> [Task description] Filter the listing below down to the lines containing the word "blazer".

> [Listed entries]
━━━━━━━━━━━━━━━━

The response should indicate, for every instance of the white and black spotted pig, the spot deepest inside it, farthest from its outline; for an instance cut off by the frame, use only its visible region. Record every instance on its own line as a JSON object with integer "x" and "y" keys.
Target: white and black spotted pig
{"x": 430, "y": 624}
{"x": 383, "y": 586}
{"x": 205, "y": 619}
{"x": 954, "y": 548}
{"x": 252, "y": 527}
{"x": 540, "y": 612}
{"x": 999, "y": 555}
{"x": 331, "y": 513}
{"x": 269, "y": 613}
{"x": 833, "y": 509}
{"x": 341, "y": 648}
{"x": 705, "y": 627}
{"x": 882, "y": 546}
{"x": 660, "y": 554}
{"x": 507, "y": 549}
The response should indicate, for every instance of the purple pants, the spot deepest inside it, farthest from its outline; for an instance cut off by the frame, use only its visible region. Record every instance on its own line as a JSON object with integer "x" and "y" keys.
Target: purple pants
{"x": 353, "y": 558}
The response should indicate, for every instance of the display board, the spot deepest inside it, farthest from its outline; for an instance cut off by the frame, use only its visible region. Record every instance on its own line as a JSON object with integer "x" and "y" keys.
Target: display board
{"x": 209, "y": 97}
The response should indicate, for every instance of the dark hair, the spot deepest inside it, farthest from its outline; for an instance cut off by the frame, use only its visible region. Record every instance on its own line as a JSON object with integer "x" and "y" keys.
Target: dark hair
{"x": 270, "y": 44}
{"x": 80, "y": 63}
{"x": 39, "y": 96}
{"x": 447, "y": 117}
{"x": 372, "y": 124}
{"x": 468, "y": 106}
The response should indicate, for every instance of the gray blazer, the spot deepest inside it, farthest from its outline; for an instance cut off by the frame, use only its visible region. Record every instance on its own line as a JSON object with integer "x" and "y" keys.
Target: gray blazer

━━━━━━━━━━━━━━━━

> [Finished exercise]
The response should indicate, for every instance of the gray blazer, the spot deepest inside it, farthest from its outline; for an instance cut off by the frame, use only its visible region. Record every instance on its own line as a JSON object with integer "x" and "y" keys.
Target: gray blazer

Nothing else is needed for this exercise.